▶ **Task prompt**
In the entries below, how many lines contain the string "innermost"? State the number and nothing else.

Extracted data entries

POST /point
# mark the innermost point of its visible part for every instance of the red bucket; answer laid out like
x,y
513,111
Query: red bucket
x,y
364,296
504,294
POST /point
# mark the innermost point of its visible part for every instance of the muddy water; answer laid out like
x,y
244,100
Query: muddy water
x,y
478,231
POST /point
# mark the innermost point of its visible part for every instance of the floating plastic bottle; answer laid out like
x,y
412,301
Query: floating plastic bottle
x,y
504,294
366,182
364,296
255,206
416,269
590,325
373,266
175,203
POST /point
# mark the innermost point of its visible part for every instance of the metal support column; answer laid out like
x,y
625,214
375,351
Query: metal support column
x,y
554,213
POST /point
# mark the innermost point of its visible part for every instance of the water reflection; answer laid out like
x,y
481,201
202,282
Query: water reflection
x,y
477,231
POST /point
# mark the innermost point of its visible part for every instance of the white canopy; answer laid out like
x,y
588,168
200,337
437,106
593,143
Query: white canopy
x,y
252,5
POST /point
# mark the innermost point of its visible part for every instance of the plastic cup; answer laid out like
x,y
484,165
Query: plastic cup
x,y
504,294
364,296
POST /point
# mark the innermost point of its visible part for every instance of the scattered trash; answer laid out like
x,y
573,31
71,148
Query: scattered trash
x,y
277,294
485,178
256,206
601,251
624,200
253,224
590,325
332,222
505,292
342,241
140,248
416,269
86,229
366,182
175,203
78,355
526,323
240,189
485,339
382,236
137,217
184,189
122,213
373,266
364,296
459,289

--

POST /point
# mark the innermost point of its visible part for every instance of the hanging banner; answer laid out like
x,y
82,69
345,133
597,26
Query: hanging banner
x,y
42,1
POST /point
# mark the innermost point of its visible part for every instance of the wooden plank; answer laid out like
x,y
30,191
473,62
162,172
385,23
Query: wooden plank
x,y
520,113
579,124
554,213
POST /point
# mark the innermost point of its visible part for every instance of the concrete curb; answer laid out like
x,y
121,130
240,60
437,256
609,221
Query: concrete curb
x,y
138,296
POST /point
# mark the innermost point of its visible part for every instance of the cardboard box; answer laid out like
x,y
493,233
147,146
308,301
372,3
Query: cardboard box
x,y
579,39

▶ **Solution for this problem**
12